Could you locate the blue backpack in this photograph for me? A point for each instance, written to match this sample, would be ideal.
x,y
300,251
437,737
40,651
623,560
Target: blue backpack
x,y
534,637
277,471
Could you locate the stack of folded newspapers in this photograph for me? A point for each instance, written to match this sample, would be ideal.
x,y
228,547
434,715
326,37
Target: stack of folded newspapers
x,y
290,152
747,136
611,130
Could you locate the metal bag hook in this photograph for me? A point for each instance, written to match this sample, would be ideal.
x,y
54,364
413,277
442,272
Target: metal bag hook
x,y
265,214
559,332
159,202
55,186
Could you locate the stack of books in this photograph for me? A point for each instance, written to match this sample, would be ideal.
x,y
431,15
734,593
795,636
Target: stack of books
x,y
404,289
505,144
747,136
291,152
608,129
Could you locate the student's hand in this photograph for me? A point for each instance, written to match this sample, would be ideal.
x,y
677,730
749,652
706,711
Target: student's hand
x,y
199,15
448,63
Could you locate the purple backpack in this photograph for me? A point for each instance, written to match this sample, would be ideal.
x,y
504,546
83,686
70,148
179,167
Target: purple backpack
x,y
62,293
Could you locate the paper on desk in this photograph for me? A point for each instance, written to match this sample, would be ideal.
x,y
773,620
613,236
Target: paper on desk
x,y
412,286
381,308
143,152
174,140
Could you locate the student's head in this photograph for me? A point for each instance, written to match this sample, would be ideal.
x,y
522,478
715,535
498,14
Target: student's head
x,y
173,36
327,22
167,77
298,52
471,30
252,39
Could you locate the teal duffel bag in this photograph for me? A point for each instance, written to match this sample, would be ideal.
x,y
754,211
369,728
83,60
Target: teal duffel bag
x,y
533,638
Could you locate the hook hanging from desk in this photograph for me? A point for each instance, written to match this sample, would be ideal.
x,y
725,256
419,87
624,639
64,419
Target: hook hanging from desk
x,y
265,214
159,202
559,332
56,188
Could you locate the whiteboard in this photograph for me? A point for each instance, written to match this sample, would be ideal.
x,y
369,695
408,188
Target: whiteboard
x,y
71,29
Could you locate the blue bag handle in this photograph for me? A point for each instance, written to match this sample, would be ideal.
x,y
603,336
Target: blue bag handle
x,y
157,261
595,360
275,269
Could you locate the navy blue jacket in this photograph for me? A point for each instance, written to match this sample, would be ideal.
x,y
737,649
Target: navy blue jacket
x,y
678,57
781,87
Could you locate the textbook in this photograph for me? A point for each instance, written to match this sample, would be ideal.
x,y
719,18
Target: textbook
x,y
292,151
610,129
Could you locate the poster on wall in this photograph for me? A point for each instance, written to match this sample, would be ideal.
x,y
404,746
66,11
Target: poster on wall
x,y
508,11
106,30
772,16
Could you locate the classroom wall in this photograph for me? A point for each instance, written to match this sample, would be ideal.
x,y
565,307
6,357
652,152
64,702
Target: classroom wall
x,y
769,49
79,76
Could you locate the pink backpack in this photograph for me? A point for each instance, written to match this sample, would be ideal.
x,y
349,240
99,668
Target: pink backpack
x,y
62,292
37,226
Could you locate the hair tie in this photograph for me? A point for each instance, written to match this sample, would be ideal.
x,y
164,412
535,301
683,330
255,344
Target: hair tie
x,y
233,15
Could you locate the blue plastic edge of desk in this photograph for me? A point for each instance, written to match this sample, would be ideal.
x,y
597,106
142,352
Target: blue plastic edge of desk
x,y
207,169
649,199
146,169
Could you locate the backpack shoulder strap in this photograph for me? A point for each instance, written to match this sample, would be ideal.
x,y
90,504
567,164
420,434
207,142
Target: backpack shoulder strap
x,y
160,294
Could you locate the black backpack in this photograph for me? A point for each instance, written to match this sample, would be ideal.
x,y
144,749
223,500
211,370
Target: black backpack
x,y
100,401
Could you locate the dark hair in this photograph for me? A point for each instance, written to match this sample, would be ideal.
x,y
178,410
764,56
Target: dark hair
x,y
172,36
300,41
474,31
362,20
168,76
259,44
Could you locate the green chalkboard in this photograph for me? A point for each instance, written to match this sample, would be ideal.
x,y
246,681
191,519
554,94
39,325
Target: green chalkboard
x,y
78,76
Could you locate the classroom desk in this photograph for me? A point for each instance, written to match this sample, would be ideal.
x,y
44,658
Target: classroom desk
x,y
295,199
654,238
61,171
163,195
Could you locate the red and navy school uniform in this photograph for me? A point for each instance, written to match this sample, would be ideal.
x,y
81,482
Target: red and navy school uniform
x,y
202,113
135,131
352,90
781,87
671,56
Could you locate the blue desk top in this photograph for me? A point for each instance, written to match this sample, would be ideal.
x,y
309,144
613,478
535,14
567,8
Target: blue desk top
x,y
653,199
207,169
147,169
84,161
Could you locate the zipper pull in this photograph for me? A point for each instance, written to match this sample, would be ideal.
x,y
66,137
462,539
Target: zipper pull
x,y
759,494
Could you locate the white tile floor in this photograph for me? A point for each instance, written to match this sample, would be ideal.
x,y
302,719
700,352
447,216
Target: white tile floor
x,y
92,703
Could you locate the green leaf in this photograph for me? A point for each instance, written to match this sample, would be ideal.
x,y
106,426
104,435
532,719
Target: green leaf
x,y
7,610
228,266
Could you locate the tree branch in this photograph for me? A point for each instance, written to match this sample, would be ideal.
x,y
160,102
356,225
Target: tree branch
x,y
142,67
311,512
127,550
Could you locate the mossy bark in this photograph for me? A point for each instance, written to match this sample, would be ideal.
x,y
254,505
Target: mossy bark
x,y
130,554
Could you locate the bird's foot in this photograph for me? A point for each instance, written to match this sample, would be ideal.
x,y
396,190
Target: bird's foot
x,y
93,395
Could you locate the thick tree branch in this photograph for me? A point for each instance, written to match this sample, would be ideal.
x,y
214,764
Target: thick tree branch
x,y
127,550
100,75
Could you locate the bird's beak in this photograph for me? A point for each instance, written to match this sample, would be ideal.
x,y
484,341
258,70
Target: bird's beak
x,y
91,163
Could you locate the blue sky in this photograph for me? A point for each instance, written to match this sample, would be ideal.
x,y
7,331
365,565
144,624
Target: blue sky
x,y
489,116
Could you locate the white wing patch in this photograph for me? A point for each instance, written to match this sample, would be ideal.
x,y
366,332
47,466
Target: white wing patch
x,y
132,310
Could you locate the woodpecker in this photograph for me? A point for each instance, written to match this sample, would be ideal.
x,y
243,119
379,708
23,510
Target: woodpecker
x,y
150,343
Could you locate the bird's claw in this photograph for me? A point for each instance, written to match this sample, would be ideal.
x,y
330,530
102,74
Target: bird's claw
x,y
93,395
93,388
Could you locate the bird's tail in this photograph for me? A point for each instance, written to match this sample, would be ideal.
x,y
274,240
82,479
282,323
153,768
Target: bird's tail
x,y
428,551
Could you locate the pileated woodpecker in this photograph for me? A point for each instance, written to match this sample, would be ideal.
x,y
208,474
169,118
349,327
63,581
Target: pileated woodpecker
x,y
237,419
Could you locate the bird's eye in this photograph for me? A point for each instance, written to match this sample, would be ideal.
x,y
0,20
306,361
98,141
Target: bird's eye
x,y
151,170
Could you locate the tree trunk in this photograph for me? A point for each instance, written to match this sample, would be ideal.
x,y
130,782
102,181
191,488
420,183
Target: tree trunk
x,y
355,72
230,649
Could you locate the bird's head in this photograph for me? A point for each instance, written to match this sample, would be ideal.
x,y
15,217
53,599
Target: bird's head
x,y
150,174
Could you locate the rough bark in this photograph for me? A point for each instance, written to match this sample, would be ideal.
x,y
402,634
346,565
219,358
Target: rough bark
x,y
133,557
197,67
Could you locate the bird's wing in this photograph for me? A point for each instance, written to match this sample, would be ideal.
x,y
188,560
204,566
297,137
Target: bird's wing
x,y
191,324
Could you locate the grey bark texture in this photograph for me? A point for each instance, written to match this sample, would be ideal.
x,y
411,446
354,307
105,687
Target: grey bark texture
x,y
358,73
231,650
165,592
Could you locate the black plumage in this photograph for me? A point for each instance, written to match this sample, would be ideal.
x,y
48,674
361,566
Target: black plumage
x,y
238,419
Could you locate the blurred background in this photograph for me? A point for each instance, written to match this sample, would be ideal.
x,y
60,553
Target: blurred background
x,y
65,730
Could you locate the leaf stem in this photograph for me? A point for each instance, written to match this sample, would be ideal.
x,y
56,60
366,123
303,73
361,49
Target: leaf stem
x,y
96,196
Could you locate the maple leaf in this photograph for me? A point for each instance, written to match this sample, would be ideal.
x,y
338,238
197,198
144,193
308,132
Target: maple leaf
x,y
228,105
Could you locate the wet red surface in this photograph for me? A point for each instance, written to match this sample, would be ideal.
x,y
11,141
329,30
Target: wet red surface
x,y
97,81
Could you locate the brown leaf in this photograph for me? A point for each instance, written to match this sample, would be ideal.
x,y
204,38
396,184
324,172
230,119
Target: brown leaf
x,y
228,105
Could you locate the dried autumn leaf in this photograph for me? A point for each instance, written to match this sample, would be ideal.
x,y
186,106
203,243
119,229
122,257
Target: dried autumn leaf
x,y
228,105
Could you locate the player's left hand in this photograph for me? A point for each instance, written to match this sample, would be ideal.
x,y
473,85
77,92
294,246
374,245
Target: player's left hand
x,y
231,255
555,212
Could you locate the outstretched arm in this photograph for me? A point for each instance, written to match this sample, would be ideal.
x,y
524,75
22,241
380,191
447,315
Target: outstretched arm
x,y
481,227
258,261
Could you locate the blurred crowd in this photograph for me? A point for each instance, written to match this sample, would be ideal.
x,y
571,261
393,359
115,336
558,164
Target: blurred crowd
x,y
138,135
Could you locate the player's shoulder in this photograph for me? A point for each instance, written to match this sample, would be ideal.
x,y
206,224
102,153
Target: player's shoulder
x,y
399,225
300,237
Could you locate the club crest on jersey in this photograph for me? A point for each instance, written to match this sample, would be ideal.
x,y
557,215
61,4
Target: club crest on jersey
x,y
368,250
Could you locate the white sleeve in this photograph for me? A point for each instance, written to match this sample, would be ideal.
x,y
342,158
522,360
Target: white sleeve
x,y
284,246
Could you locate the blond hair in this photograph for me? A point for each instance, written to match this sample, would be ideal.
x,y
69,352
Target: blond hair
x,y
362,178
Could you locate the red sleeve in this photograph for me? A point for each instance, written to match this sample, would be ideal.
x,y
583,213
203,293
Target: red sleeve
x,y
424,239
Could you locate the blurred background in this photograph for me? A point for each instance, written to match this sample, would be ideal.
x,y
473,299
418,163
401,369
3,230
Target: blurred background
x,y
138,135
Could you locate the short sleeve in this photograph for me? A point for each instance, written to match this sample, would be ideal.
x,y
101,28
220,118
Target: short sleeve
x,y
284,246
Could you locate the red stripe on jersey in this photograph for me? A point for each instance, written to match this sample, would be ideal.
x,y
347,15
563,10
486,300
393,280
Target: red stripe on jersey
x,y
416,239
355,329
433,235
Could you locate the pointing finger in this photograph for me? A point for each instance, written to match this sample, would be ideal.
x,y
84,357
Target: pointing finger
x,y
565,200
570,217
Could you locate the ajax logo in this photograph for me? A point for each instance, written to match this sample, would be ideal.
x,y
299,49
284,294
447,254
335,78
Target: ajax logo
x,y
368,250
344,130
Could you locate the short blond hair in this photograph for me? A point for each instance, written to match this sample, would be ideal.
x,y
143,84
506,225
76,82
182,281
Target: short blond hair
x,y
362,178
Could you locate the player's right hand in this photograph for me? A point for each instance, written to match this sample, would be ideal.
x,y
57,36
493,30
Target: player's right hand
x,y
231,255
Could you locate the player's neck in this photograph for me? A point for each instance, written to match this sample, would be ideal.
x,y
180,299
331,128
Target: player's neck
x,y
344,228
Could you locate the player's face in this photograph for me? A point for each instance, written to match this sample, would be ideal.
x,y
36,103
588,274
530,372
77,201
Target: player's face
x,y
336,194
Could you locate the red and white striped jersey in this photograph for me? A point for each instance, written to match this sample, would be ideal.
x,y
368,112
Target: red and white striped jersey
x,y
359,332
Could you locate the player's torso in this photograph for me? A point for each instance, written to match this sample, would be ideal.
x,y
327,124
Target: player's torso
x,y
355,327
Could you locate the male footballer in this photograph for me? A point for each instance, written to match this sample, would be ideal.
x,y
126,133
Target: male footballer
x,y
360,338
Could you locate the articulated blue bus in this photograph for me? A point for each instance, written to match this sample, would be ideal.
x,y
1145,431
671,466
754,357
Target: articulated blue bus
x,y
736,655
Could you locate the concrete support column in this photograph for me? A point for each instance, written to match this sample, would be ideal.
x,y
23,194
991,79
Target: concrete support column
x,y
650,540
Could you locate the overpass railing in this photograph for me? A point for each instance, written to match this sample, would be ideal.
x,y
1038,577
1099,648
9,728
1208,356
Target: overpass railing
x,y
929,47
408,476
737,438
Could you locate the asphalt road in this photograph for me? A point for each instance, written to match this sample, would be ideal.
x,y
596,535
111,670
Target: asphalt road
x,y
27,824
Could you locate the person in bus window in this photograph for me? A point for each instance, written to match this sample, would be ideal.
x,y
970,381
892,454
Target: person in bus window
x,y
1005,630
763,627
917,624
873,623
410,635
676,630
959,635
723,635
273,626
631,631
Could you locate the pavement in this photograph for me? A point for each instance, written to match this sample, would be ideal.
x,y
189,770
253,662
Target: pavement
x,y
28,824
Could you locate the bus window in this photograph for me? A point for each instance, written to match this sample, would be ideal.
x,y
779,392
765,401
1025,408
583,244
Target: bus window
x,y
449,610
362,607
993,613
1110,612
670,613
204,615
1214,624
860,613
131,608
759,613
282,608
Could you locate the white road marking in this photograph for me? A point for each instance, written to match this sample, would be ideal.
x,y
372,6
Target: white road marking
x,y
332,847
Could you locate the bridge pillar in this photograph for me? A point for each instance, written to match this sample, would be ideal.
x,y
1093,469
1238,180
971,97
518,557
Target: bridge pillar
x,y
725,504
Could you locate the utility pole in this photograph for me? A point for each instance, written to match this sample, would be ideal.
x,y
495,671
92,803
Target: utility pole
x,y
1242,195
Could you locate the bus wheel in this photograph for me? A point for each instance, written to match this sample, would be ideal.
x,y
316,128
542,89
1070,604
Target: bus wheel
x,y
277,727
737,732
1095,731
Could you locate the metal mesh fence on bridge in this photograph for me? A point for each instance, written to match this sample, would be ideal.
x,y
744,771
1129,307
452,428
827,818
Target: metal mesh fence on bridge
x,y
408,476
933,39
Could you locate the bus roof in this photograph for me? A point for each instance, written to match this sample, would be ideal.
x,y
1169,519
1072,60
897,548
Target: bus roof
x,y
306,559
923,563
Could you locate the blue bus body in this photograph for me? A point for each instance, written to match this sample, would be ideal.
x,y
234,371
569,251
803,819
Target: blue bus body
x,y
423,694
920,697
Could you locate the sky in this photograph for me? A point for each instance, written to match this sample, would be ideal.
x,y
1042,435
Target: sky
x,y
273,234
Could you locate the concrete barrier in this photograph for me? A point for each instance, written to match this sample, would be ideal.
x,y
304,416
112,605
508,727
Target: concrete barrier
+ + + + + + +
EXERCISE BRIEF :: What lines in the material above contain the word "barrier"? Copy them out.

RESPONSE TO THIS EXERCISE ::
Could you locate the concrete barrier in this photograph for me? A point for each instance, written to match this sample, would be ideal.
Target: concrete barrier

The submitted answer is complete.